| Data to use |
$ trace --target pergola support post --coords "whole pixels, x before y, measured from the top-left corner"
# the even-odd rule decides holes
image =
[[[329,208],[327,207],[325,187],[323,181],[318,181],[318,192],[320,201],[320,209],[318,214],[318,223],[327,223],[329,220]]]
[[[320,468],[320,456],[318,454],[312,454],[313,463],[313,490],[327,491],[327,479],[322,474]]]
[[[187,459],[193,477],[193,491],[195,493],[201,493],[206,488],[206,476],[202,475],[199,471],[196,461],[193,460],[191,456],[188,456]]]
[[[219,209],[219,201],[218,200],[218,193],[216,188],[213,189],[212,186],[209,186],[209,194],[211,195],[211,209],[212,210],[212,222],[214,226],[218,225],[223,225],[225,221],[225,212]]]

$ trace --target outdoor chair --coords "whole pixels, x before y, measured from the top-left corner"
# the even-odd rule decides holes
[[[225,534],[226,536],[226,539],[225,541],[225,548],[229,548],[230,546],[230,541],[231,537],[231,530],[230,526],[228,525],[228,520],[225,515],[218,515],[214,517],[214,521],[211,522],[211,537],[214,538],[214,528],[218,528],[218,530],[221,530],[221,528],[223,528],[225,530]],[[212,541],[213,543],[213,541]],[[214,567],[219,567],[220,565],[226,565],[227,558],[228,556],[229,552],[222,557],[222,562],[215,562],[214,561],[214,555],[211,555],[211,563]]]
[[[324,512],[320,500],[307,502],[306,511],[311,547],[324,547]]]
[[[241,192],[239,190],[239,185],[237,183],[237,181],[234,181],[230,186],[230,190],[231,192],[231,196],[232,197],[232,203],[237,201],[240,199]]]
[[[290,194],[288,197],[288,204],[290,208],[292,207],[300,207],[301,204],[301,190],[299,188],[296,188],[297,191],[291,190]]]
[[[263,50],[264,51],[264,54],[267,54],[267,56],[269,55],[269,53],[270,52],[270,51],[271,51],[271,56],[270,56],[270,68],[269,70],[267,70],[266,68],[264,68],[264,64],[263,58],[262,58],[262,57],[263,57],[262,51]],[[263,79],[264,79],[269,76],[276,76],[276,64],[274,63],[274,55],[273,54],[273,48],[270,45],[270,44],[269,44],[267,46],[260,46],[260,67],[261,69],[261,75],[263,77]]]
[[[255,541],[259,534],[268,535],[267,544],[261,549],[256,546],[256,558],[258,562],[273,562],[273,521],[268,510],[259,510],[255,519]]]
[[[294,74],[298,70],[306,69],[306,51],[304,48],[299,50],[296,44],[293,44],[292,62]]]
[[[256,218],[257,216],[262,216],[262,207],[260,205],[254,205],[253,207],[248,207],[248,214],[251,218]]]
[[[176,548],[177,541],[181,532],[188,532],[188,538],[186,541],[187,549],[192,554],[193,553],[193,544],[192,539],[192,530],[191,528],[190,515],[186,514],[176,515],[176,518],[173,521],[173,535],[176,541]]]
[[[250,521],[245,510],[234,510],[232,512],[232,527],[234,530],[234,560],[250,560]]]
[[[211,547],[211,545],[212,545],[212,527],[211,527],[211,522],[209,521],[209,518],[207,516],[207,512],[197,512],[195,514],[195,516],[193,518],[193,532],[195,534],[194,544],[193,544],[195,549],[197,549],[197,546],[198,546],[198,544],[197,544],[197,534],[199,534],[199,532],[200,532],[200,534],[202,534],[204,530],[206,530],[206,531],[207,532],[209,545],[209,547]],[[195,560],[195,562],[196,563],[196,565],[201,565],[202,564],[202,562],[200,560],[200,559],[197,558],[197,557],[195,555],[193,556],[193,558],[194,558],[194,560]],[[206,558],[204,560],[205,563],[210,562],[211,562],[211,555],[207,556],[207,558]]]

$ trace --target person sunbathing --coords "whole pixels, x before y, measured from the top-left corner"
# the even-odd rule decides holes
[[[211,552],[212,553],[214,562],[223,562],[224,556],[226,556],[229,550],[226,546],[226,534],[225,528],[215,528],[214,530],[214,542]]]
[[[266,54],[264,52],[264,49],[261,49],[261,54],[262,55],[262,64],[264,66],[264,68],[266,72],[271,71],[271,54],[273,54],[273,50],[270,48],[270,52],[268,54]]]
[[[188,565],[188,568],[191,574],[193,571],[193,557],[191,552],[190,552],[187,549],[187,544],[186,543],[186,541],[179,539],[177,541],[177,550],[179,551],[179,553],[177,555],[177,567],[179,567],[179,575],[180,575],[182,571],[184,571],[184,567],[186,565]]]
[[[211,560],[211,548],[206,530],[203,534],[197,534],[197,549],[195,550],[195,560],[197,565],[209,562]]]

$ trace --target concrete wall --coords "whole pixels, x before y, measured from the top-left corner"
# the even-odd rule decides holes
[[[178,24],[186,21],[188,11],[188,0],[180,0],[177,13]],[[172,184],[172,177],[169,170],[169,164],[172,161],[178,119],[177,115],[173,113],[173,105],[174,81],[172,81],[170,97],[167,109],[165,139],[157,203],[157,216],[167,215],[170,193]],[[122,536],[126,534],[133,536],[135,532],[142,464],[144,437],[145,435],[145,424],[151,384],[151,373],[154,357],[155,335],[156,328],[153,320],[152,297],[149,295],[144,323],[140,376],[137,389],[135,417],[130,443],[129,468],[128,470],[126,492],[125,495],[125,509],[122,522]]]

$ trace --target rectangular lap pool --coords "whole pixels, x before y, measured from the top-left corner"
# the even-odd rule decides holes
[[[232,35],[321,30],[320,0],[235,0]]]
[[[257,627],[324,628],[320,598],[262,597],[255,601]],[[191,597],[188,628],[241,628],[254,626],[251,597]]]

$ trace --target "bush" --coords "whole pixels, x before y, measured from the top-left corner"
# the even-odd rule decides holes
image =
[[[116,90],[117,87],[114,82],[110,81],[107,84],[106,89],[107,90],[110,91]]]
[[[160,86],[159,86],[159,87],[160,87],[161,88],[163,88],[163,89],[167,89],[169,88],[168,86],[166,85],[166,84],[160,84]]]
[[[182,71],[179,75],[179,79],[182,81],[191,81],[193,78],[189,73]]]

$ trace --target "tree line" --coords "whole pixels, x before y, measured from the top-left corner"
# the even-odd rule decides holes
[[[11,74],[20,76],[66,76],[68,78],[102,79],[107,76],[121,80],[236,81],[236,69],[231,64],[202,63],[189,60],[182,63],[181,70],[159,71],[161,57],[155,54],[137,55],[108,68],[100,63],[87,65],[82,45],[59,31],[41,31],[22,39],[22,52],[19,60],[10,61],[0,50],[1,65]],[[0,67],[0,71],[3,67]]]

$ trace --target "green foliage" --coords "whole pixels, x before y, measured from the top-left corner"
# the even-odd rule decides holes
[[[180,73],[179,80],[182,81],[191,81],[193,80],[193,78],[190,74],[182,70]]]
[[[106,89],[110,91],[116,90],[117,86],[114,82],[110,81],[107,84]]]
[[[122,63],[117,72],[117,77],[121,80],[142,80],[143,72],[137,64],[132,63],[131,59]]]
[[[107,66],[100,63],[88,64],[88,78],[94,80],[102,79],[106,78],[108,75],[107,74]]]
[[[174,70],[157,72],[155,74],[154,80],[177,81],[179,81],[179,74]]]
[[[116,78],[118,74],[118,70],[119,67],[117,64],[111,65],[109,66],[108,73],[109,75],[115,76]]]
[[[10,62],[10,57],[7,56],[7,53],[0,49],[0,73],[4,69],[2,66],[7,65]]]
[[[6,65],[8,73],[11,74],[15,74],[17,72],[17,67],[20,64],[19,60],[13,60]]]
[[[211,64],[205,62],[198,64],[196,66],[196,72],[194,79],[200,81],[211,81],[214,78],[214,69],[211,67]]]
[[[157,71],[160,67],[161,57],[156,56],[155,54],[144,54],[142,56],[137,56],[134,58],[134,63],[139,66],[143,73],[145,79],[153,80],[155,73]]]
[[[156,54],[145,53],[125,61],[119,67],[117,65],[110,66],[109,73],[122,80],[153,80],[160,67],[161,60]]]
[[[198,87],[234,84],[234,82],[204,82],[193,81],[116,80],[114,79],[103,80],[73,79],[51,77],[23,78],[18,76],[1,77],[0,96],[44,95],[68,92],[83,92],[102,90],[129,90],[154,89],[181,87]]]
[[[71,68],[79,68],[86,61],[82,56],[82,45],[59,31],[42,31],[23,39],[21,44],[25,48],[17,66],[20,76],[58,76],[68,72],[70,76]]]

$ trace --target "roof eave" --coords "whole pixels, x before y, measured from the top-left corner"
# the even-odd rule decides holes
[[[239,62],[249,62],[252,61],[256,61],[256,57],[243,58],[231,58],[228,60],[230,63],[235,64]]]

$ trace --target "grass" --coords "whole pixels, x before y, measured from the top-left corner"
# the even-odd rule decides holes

| Work required |
Copy out every line in the entries above that contains the word "measured".

| Solution to the exercise |
$ trace --target pergola support post --coords "whole pixels, x before y, measured from the top-left corner"
$ trace --target outdoor chair --coords "whole pixels, x before y, measured from the top-left corner"
$ trace --target person sunbathing --coords "whole pixels, x before y, measured from the top-left corner"
$ trace --target concrete wall --coords "whole pixels, x before y, measured from the top-left corner"
$ trace --target rectangular lap pool --coords "whole pixels, x before y, measured from the top-left corner"
$ trace --target "bush" --coords "whole pixels, x before y, measured from the top-left corner"
$ trace --target "tree line" --coords "whole pixels, x before y, measured from the top-left corner"
$ trace --target "green foliage" --coords "whole pixels, x before y, measured from the top-left corner"
$ trace --target "roof eave" --coords "whole pixels, x before y, measured from the top-left corner"
$ trace --target "grass" --coords "whole pixels, x before y, measured from the top-left corner"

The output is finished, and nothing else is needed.